Vorgegebener Text:

REMEMBER LOHNCHEN
Setzt sich nicht aus Lohn sondern aus ILONA zusammen.
Bewusst war mir nur, dass die Letzte die Beste war. Steht ja auch schon im Buch, dass die Letzten die Ersten sein werden. Außerdem waren ihre Startbedingungen nahezu ideal. Fast 10 Jahre hatten wir Brüder die Eltern weichgeklopft und nun kam 1959 nach dem ?-Versuch endlich ein Mädchen. Leider war auch hier der Name daneben, denn Ilona war ungarisch und stand für dunkles Haar, dralle Formen und Feuer.
Lonchen war da ganz anders. Heute registriere ich, wie wenig wir voneinander wissen - seltsam. Es wären die Geschwister Wolfgang, Jürgen und Ilona ein Superteam geworden, wenn man nur Jurist, Bau(im weitest gehenden Sinne) und Versicherungsfachfrau zusammensieht. In Tateinheit mit den typischen Grundeigenschaften der Weißleder wär’s ein unschlagbares Team geworden. Die Zeit und die Umstände führten uns eher voneinander weg als zusammen.
Zu Lonchen.

Zu prüfende Daten:
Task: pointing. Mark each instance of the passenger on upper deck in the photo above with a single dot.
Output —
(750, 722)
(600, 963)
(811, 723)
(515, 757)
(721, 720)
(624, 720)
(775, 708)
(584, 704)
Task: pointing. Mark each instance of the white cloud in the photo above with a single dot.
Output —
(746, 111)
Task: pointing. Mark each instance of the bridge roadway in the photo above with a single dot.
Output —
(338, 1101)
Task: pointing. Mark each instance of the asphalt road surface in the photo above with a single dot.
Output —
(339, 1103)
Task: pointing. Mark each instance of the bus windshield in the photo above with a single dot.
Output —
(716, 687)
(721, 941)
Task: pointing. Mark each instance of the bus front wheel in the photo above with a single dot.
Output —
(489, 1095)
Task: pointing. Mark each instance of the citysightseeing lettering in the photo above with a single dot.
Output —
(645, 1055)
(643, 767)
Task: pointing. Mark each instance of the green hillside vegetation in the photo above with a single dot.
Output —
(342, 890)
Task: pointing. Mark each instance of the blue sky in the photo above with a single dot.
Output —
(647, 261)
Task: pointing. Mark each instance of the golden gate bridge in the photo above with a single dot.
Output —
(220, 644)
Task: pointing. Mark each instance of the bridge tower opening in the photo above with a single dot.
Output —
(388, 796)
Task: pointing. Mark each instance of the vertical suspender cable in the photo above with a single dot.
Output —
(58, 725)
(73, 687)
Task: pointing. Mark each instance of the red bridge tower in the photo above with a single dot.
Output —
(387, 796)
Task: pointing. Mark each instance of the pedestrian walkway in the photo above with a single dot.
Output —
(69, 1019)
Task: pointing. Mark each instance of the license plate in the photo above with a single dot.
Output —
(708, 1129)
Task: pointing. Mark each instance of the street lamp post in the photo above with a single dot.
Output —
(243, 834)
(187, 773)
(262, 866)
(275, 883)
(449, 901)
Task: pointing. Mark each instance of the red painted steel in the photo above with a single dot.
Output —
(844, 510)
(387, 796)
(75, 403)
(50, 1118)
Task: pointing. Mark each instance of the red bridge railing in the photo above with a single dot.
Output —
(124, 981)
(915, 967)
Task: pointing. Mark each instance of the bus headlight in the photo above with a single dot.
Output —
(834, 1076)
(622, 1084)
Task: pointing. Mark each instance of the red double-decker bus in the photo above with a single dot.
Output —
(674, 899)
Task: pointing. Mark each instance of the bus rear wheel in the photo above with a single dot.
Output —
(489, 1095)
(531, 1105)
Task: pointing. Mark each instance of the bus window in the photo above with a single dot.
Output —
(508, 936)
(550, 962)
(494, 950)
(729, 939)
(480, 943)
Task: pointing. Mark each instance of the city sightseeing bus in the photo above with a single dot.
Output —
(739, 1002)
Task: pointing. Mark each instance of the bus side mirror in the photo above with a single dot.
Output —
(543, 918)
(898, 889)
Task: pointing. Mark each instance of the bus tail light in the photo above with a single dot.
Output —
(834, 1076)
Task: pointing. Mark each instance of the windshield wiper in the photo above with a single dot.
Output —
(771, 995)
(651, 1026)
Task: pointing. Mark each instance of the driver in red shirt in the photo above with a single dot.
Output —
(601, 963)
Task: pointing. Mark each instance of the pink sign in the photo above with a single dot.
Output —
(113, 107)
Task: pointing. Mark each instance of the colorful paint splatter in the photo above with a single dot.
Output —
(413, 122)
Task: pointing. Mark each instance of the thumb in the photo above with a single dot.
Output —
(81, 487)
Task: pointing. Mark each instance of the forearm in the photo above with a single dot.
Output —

Aufgabenbeschreibung: Führe den Erinnerungstext über Lonchen im gleichen Ton nach seinem letzten Satz fort.

Antwortbereich:
Sie kam in eine Welt, in der wir Brüder uns gerade eingerichtet hatten. Der jüngere trug die Sachen vom Älteren auf, der hatte aber auch nicht viel Neues. Trouble mit dem legislativen - exekutiven Elternteil sprich Vater gab es im Wesentlichen noch nicht, in den golden Sixtees sollte dies sich ändern. Da tauchte nun die eigene und einzige Schwester auf, beanspruchte Platz, Aufmerksamkeit und Zuwendung alles das, was eh’ rar war. Da lag der Fratz, zum lieb haben! Welch Glück, ihr Glück, wir Brüder waren nicht so grausam, wie die Kids heute. Wo blieb Lohnchen, wenn Muttern auf Arbeit war? In der Krippe war sie nicht, aber in dem Kindergarten. Unten an der Hochschule für Tiefflieger, an die schöne Villa erinnere ich mich noch. Lohnchen mit der Kittelschürze, ein Bild taucht wieder auf. Anjacken mussten wir sie, doch im Eigentlichen war sie pflegeleicht, denn sie war eher still. Na ja, ihr fiel auch jede Sympathie zu, die ich mir bitter erkämpfen musste. Lohnchen war eben ein Mädchen. Brauchten wir Bogenfahrten, um ans Ziel zu kommen - Lohnchen ging grad drauf zu. Lohnchen wurde auf dem Hinterrasen, im Kreise der Nachbarskinder groß und ihre Jugendjahre widmete sie dem Studium der Elektrotechniker. Sie hatte ein eigenes Zimmer von Anfang an, auch wenn’s die ehemalige Abstellkammer und spätere Dusche war. Wie wenig ich von der Zeit 1959 - 1969 behalten habe, kann nur Ursache darin haben, dass nichts Umwerfendes passiert ist. Das Erwachen in der Zeit ab 1973 ist mir umso besser in Erinnerung. Sie wollte Alles wissen und war ständig umtriebig. So brachte sie uns früh frische Brötchen in den Garten, als Monika zu Besuch war und führte mir ein Jahr später solche Gestalten, wie Jesus/ Holm vor. Vielleicht war es ein gegenseitiges Vorführen? ‘75 zu unserer Hochzeit war sie einer der Mittelpunkte. Dann bleiben ihr noch 2 kurze Jahre und in ‘78 entschwand sie Richtung Berlin. In kurzem Abstand folgten ihre Jungens Stefan und Sascha nebst Scheidung von Uli, dem Mader. Unklar, weshalb sie dessen Namen noch trägt. Fast 20 Jahre sahen wir uns nur noch an besonderen Terminen und ihr Leben verlief mit Sicherheit nicht so harmonisch, wie sie sich es gewünscht hat. Mit dem Dickschädel der Weißleders war ihr jedoch ein Durchhaltewerkzeug gegeben, mit dem sie sich durchgebissen hat. Manchmal ein wenig blauäugig - eben vom Start her verwöhnt - ein Mädel eben.